Count how many lines in the rows below contain the string "dark", with uppercase and lowercase treated as different. Reply with the number alone.

★ ★ ★ ★ ★ ★ ★

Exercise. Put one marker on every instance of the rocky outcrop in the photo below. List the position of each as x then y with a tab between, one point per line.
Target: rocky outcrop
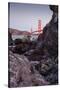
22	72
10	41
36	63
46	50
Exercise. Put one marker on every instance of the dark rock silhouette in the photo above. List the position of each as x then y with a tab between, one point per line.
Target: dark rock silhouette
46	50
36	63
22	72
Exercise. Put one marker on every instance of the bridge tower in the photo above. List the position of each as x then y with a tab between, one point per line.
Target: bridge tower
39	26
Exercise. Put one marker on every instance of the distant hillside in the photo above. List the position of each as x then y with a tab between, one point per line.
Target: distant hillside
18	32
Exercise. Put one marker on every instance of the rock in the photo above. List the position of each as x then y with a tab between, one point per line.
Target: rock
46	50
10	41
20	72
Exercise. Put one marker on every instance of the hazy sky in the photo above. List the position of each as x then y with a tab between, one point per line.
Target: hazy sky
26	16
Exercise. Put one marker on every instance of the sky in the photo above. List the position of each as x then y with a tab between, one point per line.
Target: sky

★ ★ ★ ★ ★ ★ ★

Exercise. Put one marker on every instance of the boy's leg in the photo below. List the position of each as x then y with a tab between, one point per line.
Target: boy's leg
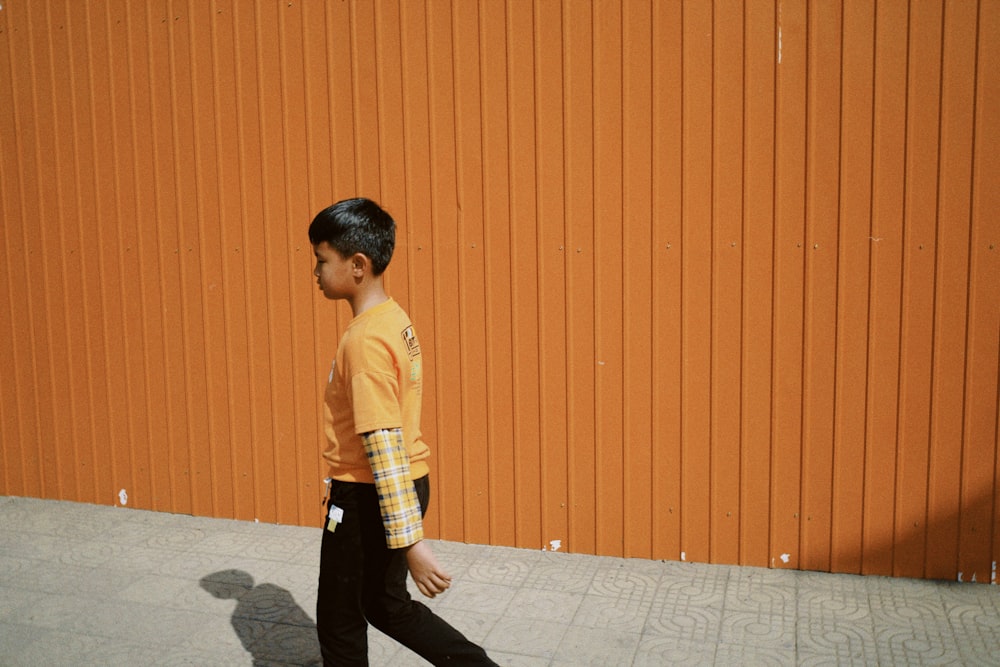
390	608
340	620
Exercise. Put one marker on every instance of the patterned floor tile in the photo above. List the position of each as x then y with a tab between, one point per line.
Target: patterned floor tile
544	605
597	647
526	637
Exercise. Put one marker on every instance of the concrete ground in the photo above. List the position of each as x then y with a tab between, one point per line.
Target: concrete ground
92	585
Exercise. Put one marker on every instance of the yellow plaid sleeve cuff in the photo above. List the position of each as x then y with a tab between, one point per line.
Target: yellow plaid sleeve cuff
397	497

★ ★ ★ ★ ★ ★ ★

_WRITTEN REPLY_
2